> _課題 1_
平河悠の移籍に関する記事から、「FC町田ゼルビアは7月6日の」を含む語句で始まり「離脱の理由が発表されている。」で終わる部分を、一字一句違えずに書き写してください。
> _課題 2_
データセット項目のうち、「standing listed here.」を含む行から「[(499, 444)]」を含む行までを、両端の行も含めてそのまま引用してください。

> _抜粋_
▶

U-23代表・平河悠が海外移籍で町田最終戦 黒田監督、昌子主将の語る成長と実力

大島和人

7月6日の名古屋戦を終えた平河悠はチームを離れ、移籍に備えて渡欧する 【(C)FCMZ】

 FC町田ゼルビアは7月6日の名古屋グランパス戦に1-0で勝利した。22試合を終えて獲得した勝ち点は「46」でJ1の首位。2位・鹿島アントラーズ、3位・ガンバ大阪に勝ち点5差をつけている。

 町田は黒田剛監督就任後の1年半でJ2優勝、J1昇格、そして今季の首位争いと驚異的な成長を遂げている。そんなチーム「以上」の急成長を遂げた若者が、この名古屋戦でチームを離れることになった。U-23日本代表のサイドアタッカー、平河悠だ。

 平河は山梨学院大3年だった2021年に、当時J2だった町田への加入を決めた。プロ初年度だった2023年、彼は町田のJ2制覇に大きく貢献。パリ五輪代表候補にも招集された。イングランド「ブリストル・シティFC」への移籍は最終段階で、クラブからは「海外クラブへの移籍を前提とした手続きと準備」と離脱の理由が発表されている。

◀

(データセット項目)
▶

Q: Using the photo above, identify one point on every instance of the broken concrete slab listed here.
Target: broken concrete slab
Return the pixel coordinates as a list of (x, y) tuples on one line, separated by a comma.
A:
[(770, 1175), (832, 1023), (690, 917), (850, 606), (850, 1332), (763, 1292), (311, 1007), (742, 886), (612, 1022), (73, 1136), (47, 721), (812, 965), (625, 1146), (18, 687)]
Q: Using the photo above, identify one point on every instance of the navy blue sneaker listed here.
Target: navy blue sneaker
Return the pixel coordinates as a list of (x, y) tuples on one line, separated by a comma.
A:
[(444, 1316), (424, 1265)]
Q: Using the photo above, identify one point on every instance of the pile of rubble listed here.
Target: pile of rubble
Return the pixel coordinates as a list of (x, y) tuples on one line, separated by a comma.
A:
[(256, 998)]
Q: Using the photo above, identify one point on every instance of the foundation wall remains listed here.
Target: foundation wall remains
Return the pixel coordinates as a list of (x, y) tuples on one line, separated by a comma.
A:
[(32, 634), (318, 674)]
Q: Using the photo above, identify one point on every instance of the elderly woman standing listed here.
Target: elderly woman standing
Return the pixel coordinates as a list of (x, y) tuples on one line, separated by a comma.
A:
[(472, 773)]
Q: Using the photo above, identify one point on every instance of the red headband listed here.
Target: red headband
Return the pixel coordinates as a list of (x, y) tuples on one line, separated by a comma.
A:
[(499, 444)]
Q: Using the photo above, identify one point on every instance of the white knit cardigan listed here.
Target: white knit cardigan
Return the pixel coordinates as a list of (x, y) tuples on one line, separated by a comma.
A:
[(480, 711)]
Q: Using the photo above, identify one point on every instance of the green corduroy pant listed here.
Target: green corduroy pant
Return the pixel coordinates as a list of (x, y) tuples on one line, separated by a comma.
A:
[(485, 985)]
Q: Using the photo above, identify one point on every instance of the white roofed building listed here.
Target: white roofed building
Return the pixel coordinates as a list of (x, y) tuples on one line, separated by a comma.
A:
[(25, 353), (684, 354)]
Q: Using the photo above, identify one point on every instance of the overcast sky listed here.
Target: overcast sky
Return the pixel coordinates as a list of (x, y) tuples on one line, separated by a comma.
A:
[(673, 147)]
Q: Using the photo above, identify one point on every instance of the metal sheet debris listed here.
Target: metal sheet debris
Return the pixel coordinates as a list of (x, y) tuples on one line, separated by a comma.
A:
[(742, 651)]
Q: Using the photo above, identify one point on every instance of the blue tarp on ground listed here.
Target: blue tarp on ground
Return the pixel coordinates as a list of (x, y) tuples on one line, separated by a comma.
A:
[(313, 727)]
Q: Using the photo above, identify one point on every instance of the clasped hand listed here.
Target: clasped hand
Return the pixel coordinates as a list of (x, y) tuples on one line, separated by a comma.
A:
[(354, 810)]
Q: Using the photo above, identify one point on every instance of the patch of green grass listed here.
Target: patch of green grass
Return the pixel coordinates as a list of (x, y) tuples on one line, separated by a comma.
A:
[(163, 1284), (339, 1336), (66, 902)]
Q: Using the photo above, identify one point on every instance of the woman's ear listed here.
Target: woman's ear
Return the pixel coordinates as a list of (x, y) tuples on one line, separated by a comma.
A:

◀

> _完成解答 1_
FC町田ゼルビアは7月6日の名古屋グランパス戦に1-0で勝利した。22試合を終えて獲得した勝ち点は「46」でJ1の首位。2位・鹿島アントラーズ、3位・ガンバ大阪に勝ち点5差をつけている。

 町田は黒田剛監督就任後の1年半でJ2優勝、J1昇格、そして今季の首位争いと驚異的な成長を遂げている。そんなチーム「以上」の急成長を遂げた若者が、この名古屋戦でチームを離れることになった。U-23日本代表のサイドアタッカー、平河悠だ。

 平河は山梨学院大3年だった2021年に、当時J2だった町田への加入を決めた。プロ初年度だった2023年、彼は町田のJ2制覇に大きく貢献。パリ五輪代表候補にも招集された。イングランド「ブリストル・シティFC」への移籍は最終段階で、クラブからは「海外クラブへの移籍を前提とした手続きと準備」と離脱の理由が発表されている。

> _完成解答 2_
Q: Using the photo above, identify one point on every instance of the elderly woman standing listed here.
Target: elderly woman standing
Return the pixel coordinates as a list of (x, y) tuples on one line, separated by a comma.
A:
[(472, 773)]
Q: Using the photo above, identify one point on every instance of the red headband listed here.
Target: red headband
Return the pixel coordinates as a list of (x, y) tuples on one line, separated by a comma.
A:
[(499, 444)]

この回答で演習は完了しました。